* _Task data_
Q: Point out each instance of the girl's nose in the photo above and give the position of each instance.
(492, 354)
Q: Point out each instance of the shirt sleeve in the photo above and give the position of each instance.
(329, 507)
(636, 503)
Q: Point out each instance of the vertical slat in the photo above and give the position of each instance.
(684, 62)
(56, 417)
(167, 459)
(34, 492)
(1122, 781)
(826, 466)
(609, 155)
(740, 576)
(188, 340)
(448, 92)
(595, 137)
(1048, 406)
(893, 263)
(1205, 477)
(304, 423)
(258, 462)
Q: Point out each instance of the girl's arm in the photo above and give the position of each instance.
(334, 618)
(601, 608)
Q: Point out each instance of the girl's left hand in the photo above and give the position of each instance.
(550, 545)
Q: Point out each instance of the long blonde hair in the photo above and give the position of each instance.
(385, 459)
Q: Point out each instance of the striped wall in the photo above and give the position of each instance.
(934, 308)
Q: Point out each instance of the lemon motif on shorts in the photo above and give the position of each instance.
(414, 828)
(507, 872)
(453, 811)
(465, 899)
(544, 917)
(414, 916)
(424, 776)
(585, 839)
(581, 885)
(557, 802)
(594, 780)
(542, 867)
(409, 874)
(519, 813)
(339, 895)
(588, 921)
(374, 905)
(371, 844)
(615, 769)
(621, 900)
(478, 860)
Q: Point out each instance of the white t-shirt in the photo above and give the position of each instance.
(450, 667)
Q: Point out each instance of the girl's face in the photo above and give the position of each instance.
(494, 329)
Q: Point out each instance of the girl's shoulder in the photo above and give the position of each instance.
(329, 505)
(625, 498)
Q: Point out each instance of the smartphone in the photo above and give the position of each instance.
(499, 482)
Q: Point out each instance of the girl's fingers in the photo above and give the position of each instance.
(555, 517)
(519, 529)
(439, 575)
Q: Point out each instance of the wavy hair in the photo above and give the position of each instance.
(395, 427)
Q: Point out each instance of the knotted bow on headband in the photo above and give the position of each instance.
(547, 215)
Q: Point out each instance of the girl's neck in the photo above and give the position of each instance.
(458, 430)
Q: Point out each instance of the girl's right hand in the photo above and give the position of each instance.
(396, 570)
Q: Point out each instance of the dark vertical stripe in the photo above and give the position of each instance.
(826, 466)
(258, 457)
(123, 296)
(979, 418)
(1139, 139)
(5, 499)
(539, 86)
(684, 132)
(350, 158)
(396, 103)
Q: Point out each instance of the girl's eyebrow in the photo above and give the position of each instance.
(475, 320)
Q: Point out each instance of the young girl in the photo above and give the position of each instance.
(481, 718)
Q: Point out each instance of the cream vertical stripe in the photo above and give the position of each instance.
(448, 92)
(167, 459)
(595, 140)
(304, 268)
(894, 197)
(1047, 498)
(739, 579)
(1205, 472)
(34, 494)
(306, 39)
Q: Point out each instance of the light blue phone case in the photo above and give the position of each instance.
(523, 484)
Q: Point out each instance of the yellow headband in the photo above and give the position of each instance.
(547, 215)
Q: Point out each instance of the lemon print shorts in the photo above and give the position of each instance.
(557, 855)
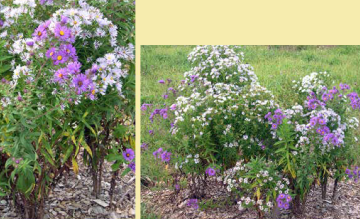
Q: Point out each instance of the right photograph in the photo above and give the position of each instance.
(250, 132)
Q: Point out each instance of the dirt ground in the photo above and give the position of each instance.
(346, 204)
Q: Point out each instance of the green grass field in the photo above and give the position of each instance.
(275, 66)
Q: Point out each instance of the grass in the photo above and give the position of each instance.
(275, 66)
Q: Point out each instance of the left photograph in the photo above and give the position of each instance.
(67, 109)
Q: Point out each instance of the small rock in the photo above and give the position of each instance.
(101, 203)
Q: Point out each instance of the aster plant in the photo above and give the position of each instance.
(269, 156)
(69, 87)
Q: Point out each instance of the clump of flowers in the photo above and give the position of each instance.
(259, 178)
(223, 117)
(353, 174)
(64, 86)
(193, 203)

* _Exercise instructions_
The entries above are to be restated verbatim, with no pictures carried over.

* _Answer_
Q: Point out each instance of the girl's nose in the photo above and give the position of each instance.
(492, 354)
Q: Point out each instance of the shirt sleeve in the photo above and give the position of each instance.
(329, 507)
(636, 503)
Q: Point out each instance of the vertical slat in the photo above and give the position of each instance.
(684, 62)
(56, 417)
(167, 459)
(34, 492)
(1122, 781)
(826, 466)
(609, 155)
(740, 576)
(188, 340)
(448, 92)
(595, 137)
(1048, 406)
(893, 263)
(1205, 477)
(304, 423)
(258, 462)
Q: Point out each instance of the girl's arm in the photo above and give the position of each instance.
(334, 618)
(601, 608)
Q: Point out each instance of the girl's left hand in the photo above and give the position of each instance.
(550, 545)
Q: Point out each instance of the long blonde hair in the photo above and give the position of each instance.
(385, 459)
Q: Point out each instance of the striped wall in the photo above and give the position of each instance.
(934, 308)
Q: Point out each instance of the lemon motif on shorts in the photo above and give the position of each instance.
(414, 828)
(507, 872)
(453, 811)
(465, 899)
(544, 917)
(414, 916)
(424, 776)
(585, 839)
(581, 885)
(557, 802)
(594, 780)
(542, 867)
(409, 874)
(519, 813)
(339, 895)
(588, 921)
(374, 905)
(371, 844)
(615, 769)
(621, 900)
(478, 860)
Q: Point out each instance of the white t-shirt in the photo above and give the position of each instance.
(450, 667)
Q: Point out each instance of the girl's face in the photo above and give the position of each instance.
(494, 329)
Q: Point out each instance of the girl's shoulder in the photo above and give the position of each instance.
(329, 505)
(625, 498)
Q: Point out each instance of the smartphone in the photo above and give the position of each instance.
(499, 482)
Q: Point out each instance of the girl's fingers in the photo above and give the position of each instance.
(555, 517)
(519, 529)
(439, 575)
Q: Point out each instance of the wavy hair in the photo above and give the position of each instance.
(395, 427)
Q: Point out each instance of the knotted bow on headband in the photo above and give the position of each instance.
(547, 215)
Q: Point out each instance of the girl's neck in the photo above and give the position of each instance.
(458, 430)
Q: Point out each instance of the girl's right hand in the photo above and give the position of each instance.
(396, 570)
Q: Point out each instance of the dark vertical stripe in the photo above and give the position of each instance.
(826, 466)
(258, 457)
(123, 296)
(979, 418)
(1139, 139)
(5, 499)
(539, 86)
(684, 132)
(350, 158)
(396, 103)
Q: Point out each instance of the girl's eyebrow in the photo above and give the position of each instance.
(475, 320)
Q: Point out each instance of the young girl in the photo above and give the position of each instance.
(481, 718)
Q: Point out each instance of the cream vertical stripe in the photo above and give the position of each instance.
(448, 92)
(167, 459)
(595, 140)
(304, 268)
(894, 197)
(1047, 498)
(739, 579)
(1205, 472)
(34, 494)
(306, 39)
Q: Point out each instance of the light blue phone case in the photo above and give the position of each instance.
(523, 484)
Q: Point out each instance of the yellow headband in the photo above and give the position of each instance.
(547, 215)
Q: Point out each instance of the lemon print shorts in the photo above and give the position of each instance.
(557, 855)
Q: Point out each instance of the right photograph in the photo above and give the position of each instance.
(250, 132)
Q: Point out each instance of the dirt ground in the photo above and give the position of each instance.
(346, 204)
Q: Point out each instance of the green grass field in the photo above and give the position of each instance.
(275, 66)
Q: Point out each instance of the grass in the photo above and give the position of each instance.
(275, 66)
Q: Point out each instance of the left photograph in the photo above and give the position of each instance.
(67, 109)
Q: Point out each instance of the small rock in the photo above and give the position of each instance.
(101, 203)
Q: Point out each instance of the aster plant in the photo above and give the position of each instance.
(269, 156)
(69, 87)
Q: Point out each instance of the clump of flowers in the photo above and give the position of each instance.
(259, 178)
(223, 117)
(353, 174)
(64, 86)
(193, 203)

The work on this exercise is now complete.